# What you will do
Swap "bag handle" for "purse strap" in the part of the data that opens with the line containing "Spot the alamy" and runs through the end of the data, leaving everything else the same. Return only that part.

[Excerpts from a point labeling dataset]
-------

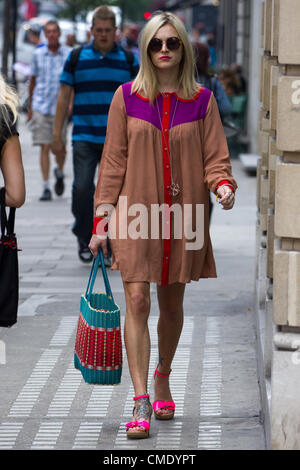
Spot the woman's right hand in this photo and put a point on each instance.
(95, 244)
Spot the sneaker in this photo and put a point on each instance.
(46, 196)
(59, 186)
(84, 252)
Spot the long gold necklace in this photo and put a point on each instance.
(174, 188)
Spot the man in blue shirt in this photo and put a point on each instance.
(101, 68)
(47, 64)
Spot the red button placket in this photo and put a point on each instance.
(167, 182)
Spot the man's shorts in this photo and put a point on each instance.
(42, 128)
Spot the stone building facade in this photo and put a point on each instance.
(278, 222)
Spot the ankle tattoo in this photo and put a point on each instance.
(142, 409)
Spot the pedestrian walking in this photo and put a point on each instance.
(10, 150)
(47, 64)
(94, 71)
(165, 146)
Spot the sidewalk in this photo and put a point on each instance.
(45, 403)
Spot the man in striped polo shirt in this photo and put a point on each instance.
(101, 68)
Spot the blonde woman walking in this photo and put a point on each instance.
(165, 145)
(10, 151)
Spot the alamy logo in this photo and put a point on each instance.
(187, 222)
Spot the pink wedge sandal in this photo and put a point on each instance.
(144, 426)
(163, 405)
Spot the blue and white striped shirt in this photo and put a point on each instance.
(95, 80)
(46, 67)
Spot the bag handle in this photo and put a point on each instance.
(9, 224)
(93, 274)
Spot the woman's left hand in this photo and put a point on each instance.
(226, 197)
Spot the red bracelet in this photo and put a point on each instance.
(227, 184)
(96, 222)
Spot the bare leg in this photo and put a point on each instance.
(169, 327)
(60, 160)
(45, 161)
(137, 343)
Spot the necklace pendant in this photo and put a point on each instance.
(174, 189)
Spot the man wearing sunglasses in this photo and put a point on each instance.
(101, 67)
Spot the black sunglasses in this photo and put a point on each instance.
(156, 44)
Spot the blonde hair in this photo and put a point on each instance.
(146, 80)
(8, 103)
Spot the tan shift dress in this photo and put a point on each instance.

-------

# Answer to this problem
Spot the alamy logo in this photo and put a point on each instance.
(187, 222)
Spot the pink wedge sandal in this photo and put a point on each instance.
(144, 426)
(163, 405)
Spot the blue and white striped shirt in this photo and put a point on each instance.
(95, 80)
(46, 67)
Spot the purse strap in this photo and put a point on each instance.
(9, 224)
(93, 274)
Spot the woman's left hand in this photo and put a point on each instance.
(226, 197)
Spot the red bracelet in this photo and put a point on each instance.
(227, 184)
(96, 222)
Spot the bare leg in this photo and put a point on each instance.
(169, 327)
(60, 160)
(45, 161)
(137, 343)
Spot the necklace pendant in this photo and put a point on each instance.
(174, 189)
Spot the man wearing sunglasses in this photo and put a point on each instance.
(101, 67)
Spot the black sunglasses in this photo and put a point on each instance.
(156, 44)
Spot the blonde hair in this photo and put a point on each instance.
(146, 80)
(8, 103)
Spot the tan shift dress in this photo and put a point on each instance.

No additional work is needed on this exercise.